Summarize the article on the graphene-based biomaterial in two sentences.

● **Extract provided**:
•••••
The Irish Times reports that researchers from Advanced Materials and Bio-Engineering Research (AMBER) have developed a breakthrough biomaterial with graphene that regenerates tissue and eliminates infections.
The new material can help patients recover from heart attacks. It can also help those recovering from burns.
AMBER is a center funded by the Science Foundation Ireland. It is a platform that connects researchers in materials science with relevant industries.
The team at AMBER worked with scientists at Trinity College Dublin and Eberhard Karls University in Germany to make the “biohybrid” material.
The researchers outlined the structure of the material in a paper published in Advanced Materials. It is basically a combination of the protein collagen and graphene. It responds to electrical stimuli from the nerves, spinal cord, heart, brain, and muscles.
The material is a breakthrough in science as it can regenerate heart tissue in patients with heart problems. It may even be possible to transmit electrical signals across damaged tissue, resulting in functional restoration of the affected area.
The creators say the material may be able to improve the quality of life for heart attack survivors with scar tissue build-up. This build can decrease heart function, but the new material can bypass damaged regions to restore activity in the heart.
The material also stops bacteria from attaching to it, which can help in the development of antimicrobial devices.
In related news, scientists from Karlsruhe Institute of Technology (KIT) in Germany have developed a nanostructured surface that protects the wound from bacteria after a dental implantation.
Patrick Doll, a scientist at KIT’s Institute of Microstructure Technology (IMT), said the development of the system depends on two aspects: accurate structuring of the grooves to guide the cells better and finding the perfect nanosurface that doesn’t let bacteria attach to it.
•••••
● **Data section**:
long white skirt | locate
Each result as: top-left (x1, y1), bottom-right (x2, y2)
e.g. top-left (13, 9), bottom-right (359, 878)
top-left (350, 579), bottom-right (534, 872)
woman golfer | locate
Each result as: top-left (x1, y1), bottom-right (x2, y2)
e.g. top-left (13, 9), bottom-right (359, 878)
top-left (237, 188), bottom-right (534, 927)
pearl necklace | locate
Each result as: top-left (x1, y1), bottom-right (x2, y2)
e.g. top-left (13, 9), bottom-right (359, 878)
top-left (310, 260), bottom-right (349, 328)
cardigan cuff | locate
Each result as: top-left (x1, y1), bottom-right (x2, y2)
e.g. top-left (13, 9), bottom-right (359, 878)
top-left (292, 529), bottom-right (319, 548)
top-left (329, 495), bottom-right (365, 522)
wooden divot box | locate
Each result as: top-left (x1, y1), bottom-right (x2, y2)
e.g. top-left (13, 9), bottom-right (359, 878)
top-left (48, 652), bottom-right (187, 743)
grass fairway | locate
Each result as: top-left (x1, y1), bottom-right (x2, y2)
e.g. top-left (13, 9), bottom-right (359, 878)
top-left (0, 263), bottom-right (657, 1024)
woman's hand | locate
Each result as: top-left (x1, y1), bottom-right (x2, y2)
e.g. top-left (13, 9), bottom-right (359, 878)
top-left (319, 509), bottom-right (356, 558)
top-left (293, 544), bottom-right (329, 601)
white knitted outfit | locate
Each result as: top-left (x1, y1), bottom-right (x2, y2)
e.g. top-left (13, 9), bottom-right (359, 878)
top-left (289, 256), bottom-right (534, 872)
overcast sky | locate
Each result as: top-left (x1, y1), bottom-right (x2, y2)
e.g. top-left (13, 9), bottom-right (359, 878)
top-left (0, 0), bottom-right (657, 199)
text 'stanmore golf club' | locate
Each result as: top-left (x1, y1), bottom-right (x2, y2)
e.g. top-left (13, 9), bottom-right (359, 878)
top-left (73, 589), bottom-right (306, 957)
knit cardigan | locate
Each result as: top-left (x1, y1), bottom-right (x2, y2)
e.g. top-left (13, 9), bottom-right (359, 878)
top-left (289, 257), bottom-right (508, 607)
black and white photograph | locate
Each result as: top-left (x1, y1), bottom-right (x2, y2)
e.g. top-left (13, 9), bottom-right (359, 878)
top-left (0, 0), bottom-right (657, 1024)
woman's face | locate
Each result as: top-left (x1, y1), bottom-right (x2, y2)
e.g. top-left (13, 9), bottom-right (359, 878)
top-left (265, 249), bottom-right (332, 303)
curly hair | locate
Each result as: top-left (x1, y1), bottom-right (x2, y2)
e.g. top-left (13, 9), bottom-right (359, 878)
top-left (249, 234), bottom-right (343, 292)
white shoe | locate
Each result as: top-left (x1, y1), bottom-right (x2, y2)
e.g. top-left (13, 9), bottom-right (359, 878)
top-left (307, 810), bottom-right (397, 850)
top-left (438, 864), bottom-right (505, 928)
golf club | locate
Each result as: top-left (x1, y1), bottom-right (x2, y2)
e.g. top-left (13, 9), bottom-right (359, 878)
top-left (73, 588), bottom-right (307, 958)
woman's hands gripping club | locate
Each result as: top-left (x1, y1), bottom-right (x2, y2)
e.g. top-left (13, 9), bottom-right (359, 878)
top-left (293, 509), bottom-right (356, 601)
•••••
● **Task answer**: Researchers at AMBER, working with scientists at Trinity College Dublin and Eberhard Karls University in Germany, developed a "biohybrid" material that combines collagen and graphene, regenerates tissue, eliminates infections, and responds to electrical stimuli from the nerves, spinal cord, heart, brain, and muscles. The material may help heart attack survivors by bypassing scar-damaged regions to restore heart activity, it resists bacterial attachment, and in related news, KIT scientists developed a nanostructured surface that protects wounds from bacteria after dental implantation.